EXERCISE REQUIREMENTS | Retype precisely the section of the data that starts at the line containing "For every instance of the street" and runs to its final line, ends included.

Excerpts of pointing data
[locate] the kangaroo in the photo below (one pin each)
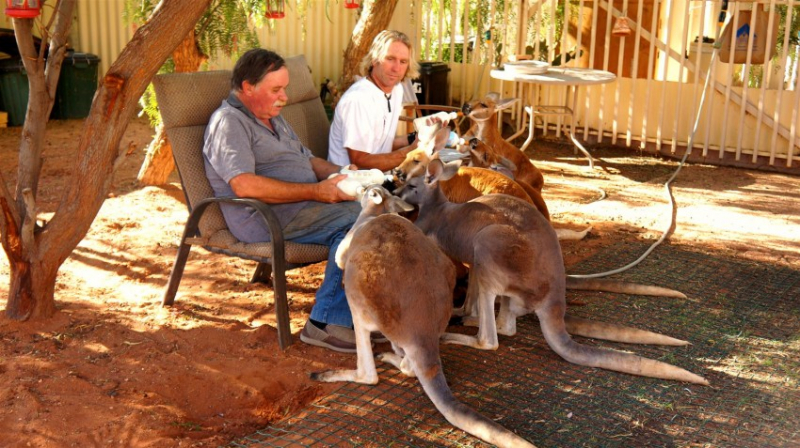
(513, 252)
(483, 121)
(417, 163)
(471, 182)
(379, 255)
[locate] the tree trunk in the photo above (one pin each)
(36, 253)
(158, 163)
(374, 18)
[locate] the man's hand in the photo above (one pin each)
(328, 191)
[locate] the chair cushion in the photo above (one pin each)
(295, 253)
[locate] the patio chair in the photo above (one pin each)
(412, 109)
(187, 101)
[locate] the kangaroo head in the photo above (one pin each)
(423, 183)
(417, 160)
(483, 156)
(377, 201)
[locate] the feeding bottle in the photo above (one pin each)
(358, 180)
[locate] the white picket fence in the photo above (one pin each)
(750, 114)
(750, 117)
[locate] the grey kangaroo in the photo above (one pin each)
(513, 253)
(400, 283)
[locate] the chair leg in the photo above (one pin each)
(282, 309)
(262, 273)
(177, 273)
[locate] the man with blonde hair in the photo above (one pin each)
(365, 123)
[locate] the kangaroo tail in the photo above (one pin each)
(601, 284)
(461, 415)
(572, 235)
(560, 341)
(617, 333)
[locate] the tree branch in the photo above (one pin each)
(113, 106)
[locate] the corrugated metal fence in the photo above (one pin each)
(750, 116)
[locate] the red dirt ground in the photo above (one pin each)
(114, 368)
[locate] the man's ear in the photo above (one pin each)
(248, 88)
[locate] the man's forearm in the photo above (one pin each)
(273, 191)
(383, 162)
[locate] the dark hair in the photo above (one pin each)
(254, 65)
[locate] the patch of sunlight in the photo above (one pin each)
(96, 347)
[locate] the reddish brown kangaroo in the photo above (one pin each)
(513, 253)
(400, 283)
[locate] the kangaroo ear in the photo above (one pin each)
(397, 205)
(435, 169)
(493, 97)
(504, 103)
(441, 138)
(374, 195)
(508, 164)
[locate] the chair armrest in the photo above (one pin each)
(266, 212)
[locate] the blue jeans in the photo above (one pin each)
(326, 224)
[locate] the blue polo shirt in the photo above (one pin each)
(237, 143)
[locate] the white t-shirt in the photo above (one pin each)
(363, 122)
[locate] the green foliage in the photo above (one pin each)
(227, 27)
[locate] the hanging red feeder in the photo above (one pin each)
(23, 9)
(275, 9)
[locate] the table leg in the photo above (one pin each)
(524, 91)
(572, 129)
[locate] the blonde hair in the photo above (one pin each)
(380, 47)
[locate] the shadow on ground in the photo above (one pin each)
(743, 319)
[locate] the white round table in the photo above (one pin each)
(571, 77)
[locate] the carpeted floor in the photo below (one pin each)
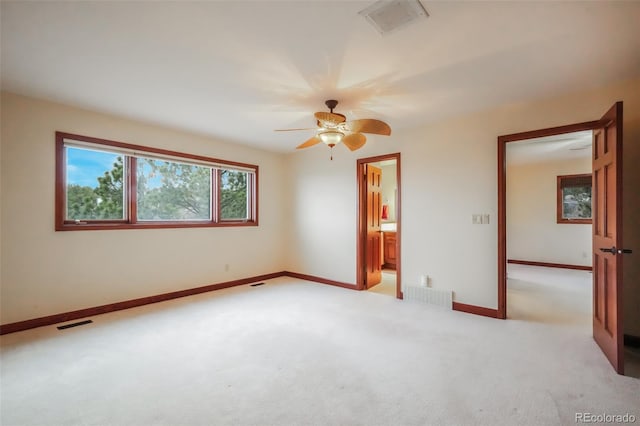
(298, 353)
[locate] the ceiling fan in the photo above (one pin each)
(334, 128)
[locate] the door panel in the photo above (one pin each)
(374, 214)
(607, 235)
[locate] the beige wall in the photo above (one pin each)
(46, 272)
(307, 209)
(449, 172)
(388, 189)
(533, 233)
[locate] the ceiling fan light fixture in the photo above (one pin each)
(331, 137)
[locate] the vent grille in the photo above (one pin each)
(74, 324)
(388, 16)
(429, 295)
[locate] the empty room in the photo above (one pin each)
(319, 212)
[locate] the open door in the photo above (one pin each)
(374, 233)
(607, 237)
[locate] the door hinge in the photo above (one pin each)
(613, 250)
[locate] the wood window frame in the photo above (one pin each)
(560, 219)
(129, 181)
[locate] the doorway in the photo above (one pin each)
(379, 223)
(549, 235)
(606, 230)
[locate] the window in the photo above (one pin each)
(574, 199)
(112, 185)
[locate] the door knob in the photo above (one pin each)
(613, 250)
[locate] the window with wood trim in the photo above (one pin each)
(103, 184)
(574, 198)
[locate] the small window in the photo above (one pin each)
(234, 195)
(112, 185)
(172, 191)
(574, 199)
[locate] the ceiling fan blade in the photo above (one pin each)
(329, 118)
(293, 130)
(310, 142)
(370, 125)
(354, 141)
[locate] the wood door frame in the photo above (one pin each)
(502, 196)
(362, 220)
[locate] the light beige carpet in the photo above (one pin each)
(298, 353)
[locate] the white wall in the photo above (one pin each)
(533, 233)
(388, 189)
(46, 272)
(449, 172)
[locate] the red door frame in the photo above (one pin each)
(362, 220)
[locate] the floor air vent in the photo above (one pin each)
(75, 324)
(429, 295)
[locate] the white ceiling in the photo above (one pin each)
(567, 146)
(236, 70)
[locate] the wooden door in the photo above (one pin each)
(373, 231)
(607, 237)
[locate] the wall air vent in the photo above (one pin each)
(389, 15)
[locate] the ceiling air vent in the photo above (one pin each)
(389, 15)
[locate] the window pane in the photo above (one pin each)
(169, 191)
(576, 202)
(233, 195)
(94, 189)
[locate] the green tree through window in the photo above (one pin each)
(113, 185)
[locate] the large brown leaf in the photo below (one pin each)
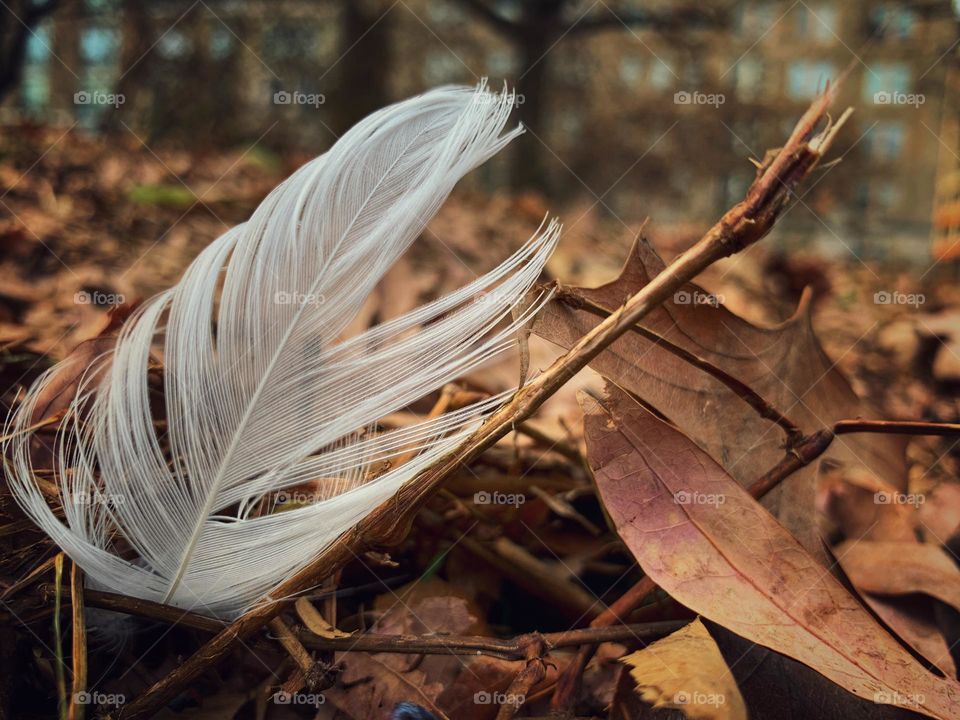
(710, 545)
(895, 568)
(784, 364)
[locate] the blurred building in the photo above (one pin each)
(634, 119)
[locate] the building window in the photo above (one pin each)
(755, 20)
(885, 78)
(805, 78)
(892, 21)
(885, 141)
(748, 77)
(98, 45)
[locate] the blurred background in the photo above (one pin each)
(133, 133)
(641, 108)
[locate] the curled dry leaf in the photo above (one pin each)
(858, 505)
(685, 670)
(784, 364)
(709, 544)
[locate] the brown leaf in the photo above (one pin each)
(863, 508)
(784, 364)
(709, 544)
(896, 568)
(444, 684)
(685, 670)
(940, 514)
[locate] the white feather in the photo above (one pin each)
(259, 393)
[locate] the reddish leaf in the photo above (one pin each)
(785, 364)
(706, 542)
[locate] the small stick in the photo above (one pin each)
(57, 643)
(79, 654)
(533, 672)
(548, 443)
(896, 427)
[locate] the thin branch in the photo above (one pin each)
(738, 387)
(896, 427)
(743, 225)
(506, 649)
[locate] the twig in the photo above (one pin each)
(291, 643)
(800, 454)
(744, 224)
(79, 645)
(506, 649)
(59, 664)
(896, 427)
(548, 443)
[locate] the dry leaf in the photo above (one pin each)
(315, 622)
(894, 568)
(709, 544)
(685, 670)
(860, 506)
(784, 364)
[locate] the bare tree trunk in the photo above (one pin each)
(18, 18)
(532, 85)
(367, 46)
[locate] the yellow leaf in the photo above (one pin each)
(315, 622)
(685, 670)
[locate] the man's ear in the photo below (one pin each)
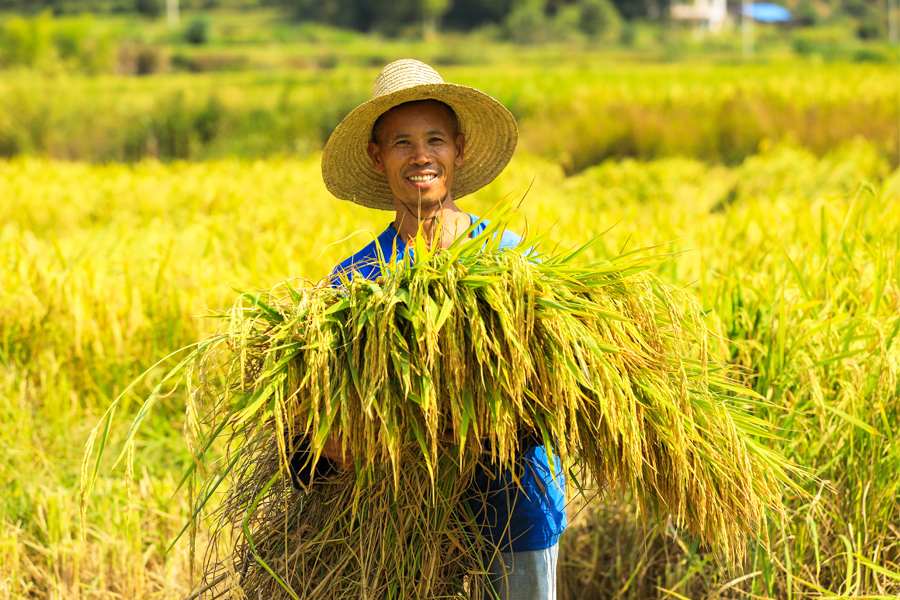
(375, 155)
(460, 148)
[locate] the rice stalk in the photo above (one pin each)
(603, 362)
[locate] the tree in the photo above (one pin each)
(432, 11)
(148, 8)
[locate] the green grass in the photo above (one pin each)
(577, 113)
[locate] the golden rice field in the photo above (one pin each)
(106, 269)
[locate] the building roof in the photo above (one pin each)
(765, 12)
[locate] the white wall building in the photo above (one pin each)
(707, 13)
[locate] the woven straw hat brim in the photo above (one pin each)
(490, 130)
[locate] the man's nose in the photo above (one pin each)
(421, 155)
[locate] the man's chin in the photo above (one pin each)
(423, 204)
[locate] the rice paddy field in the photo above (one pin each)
(791, 244)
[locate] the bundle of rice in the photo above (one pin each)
(440, 366)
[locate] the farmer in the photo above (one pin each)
(415, 149)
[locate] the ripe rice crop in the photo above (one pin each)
(604, 363)
(106, 266)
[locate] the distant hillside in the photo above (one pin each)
(867, 17)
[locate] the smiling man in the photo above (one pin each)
(415, 149)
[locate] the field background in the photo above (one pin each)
(147, 172)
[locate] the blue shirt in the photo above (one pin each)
(515, 519)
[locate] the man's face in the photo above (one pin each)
(418, 153)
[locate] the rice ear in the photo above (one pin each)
(609, 367)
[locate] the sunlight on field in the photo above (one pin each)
(106, 269)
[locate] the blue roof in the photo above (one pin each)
(766, 12)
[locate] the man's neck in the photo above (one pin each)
(443, 225)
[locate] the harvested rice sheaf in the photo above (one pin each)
(604, 363)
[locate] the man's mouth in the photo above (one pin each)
(421, 178)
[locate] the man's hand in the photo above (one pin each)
(332, 451)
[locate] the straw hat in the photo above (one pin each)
(490, 129)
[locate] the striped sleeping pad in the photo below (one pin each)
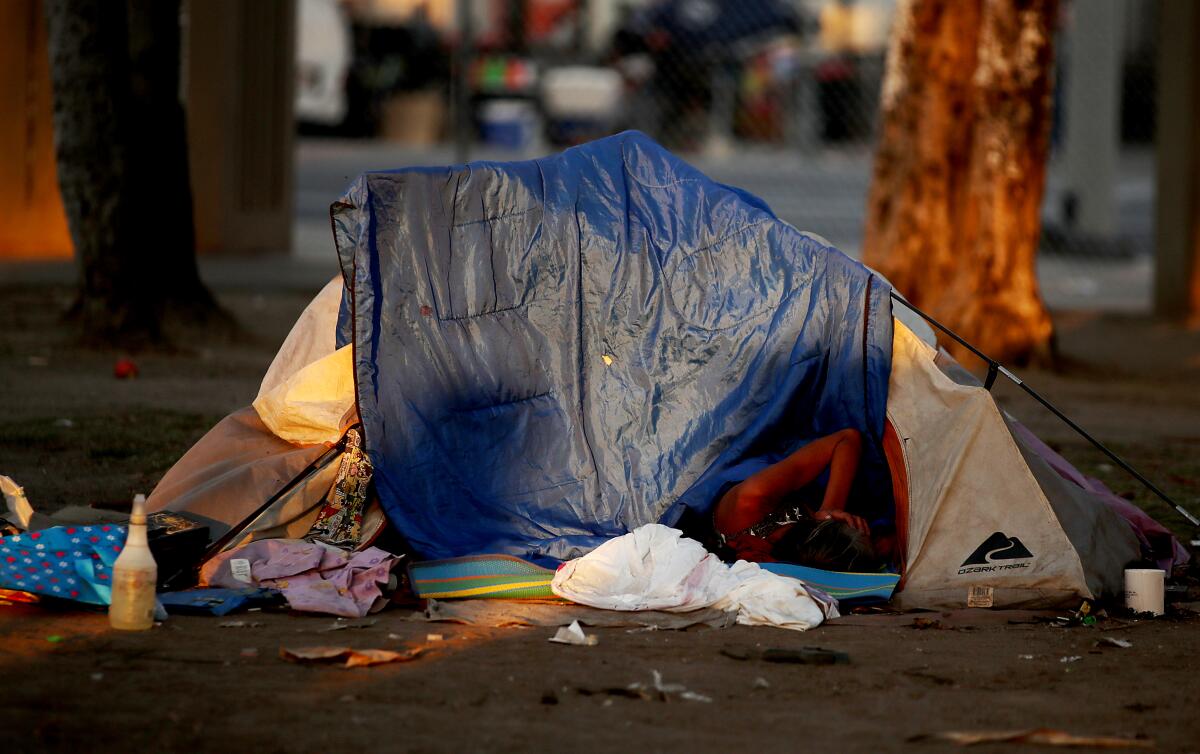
(503, 576)
(480, 576)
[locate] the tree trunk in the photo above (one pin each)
(953, 214)
(121, 148)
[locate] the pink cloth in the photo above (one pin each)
(313, 578)
(1153, 536)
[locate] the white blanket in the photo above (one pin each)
(655, 568)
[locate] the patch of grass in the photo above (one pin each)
(96, 459)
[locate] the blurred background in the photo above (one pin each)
(288, 100)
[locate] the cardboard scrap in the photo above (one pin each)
(346, 657)
(1045, 736)
(574, 634)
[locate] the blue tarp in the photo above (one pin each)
(555, 352)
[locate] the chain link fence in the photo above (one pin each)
(778, 96)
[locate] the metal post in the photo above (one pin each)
(463, 57)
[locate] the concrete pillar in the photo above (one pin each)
(239, 78)
(33, 223)
(1177, 214)
(1093, 99)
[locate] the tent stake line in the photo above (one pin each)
(995, 367)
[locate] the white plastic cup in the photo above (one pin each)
(1144, 590)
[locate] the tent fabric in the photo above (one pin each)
(982, 528)
(552, 353)
(233, 470)
(307, 394)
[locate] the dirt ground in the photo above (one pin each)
(72, 434)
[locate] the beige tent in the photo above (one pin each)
(984, 520)
(989, 522)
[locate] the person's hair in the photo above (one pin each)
(829, 545)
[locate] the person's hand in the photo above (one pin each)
(849, 519)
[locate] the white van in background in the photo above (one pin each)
(324, 51)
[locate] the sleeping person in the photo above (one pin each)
(769, 518)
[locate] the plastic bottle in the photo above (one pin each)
(135, 575)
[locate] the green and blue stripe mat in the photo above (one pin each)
(503, 576)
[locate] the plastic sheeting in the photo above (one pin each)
(307, 394)
(657, 568)
(552, 353)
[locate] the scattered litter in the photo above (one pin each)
(664, 692)
(217, 602)
(574, 634)
(125, 369)
(642, 629)
(1047, 736)
(1109, 641)
(805, 656)
(346, 657)
(340, 624)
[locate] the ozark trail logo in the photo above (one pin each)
(990, 555)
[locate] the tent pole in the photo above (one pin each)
(995, 367)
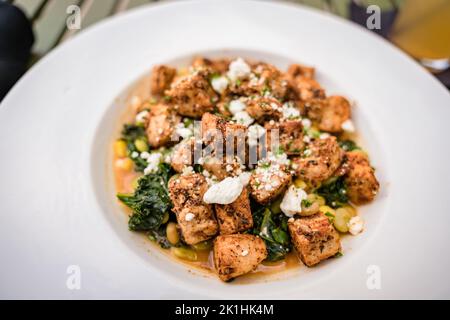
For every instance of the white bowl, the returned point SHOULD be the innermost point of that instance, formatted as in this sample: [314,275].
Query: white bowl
[58,205]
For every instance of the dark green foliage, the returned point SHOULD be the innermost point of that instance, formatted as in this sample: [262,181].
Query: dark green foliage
[273,230]
[150,200]
[334,191]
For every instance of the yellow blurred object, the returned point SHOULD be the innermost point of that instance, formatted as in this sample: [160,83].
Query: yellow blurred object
[120,148]
[299,183]
[125,164]
[422,29]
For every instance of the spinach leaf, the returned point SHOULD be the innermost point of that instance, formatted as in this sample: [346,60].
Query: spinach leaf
[273,230]
[159,236]
[150,200]
[348,145]
[131,133]
[334,191]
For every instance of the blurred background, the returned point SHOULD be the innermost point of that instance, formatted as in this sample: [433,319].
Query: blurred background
[29,29]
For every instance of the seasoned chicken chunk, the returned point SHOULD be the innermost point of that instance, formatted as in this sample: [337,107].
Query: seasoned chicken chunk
[183,155]
[195,218]
[296,71]
[319,161]
[235,217]
[362,185]
[161,124]
[223,167]
[268,181]
[192,95]
[314,238]
[225,138]
[216,65]
[290,136]
[263,109]
[161,78]
[237,254]
[335,112]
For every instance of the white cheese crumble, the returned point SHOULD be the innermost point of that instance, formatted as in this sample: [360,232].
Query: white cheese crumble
[142,116]
[238,69]
[236,106]
[153,160]
[348,126]
[224,192]
[306,123]
[356,225]
[292,201]
[187,170]
[219,84]
[254,133]
[189,216]
[145,155]
[245,178]
[243,118]
[290,111]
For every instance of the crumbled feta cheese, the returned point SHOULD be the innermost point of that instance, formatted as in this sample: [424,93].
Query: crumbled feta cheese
[219,84]
[292,201]
[245,177]
[189,216]
[224,192]
[145,155]
[290,111]
[244,118]
[236,106]
[306,123]
[356,225]
[348,126]
[153,160]
[238,69]
[134,154]
[187,170]
[254,133]
[142,116]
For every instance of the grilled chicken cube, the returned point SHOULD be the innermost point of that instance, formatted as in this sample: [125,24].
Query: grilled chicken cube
[223,167]
[290,136]
[314,238]
[195,218]
[161,78]
[319,161]
[192,95]
[223,137]
[362,185]
[161,124]
[336,111]
[183,155]
[235,217]
[237,254]
[268,181]
[263,109]
[216,65]
[297,70]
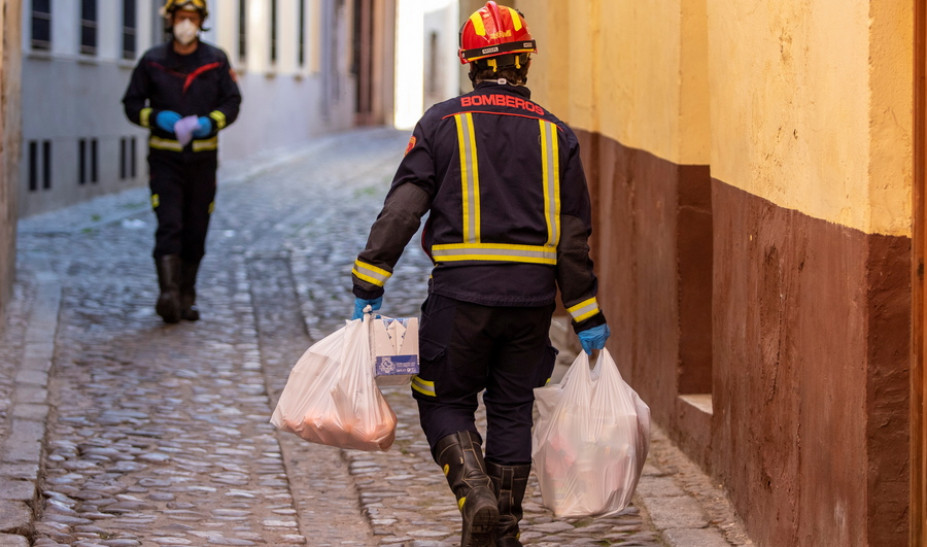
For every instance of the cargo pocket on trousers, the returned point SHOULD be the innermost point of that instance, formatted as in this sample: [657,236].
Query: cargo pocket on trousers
[431,357]
[546,367]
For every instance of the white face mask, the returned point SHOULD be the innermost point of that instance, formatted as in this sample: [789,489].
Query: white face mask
[185,32]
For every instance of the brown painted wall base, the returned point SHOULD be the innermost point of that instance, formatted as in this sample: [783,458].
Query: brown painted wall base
[652,245]
[772,347]
[811,338]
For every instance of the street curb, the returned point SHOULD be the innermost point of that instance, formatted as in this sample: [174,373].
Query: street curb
[22,449]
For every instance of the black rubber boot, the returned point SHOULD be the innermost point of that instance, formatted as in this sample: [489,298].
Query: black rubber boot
[461,457]
[509,483]
[188,309]
[168,306]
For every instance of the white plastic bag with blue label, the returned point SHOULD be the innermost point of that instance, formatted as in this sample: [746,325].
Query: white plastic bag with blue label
[590,440]
[331,396]
[395,349]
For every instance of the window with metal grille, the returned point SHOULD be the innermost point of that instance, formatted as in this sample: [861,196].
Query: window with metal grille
[41,24]
[273,31]
[128,29]
[132,148]
[33,166]
[88,27]
[82,162]
[242,30]
[46,165]
[94,163]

RESULT OF THE TASK |
For every instance of the street curb, the returned point SHOULD be the innermost point of that instance, formatted as in this sample: [174,373].
Query: street curb
[22,449]
For every instance of the black rubber boot, the returned point SHOULD be the innermost point of that instance, formatted as in this sample: [489,298].
Query: black rubber boot
[461,457]
[509,483]
[188,309]
[168,306]
For every instance of the white plastic bag with blue label, the returned point SHOULD be the innermost point of that instance, formatted as in this sample: [746,325].
Query: white plastic bag with blue label
[590,440]
[331,396]
[395,349]
For every instance of the window with metal grille, the returned point SHOULD be the innermost point of that instance, formatted as in this sample: [861,196].
Query: window with metal grille
[41,24]
[273,31]
[128,29]
[132,148]
[33,166]
[88,27]
[82,162]
[242,30]
[46,165]
[94,163]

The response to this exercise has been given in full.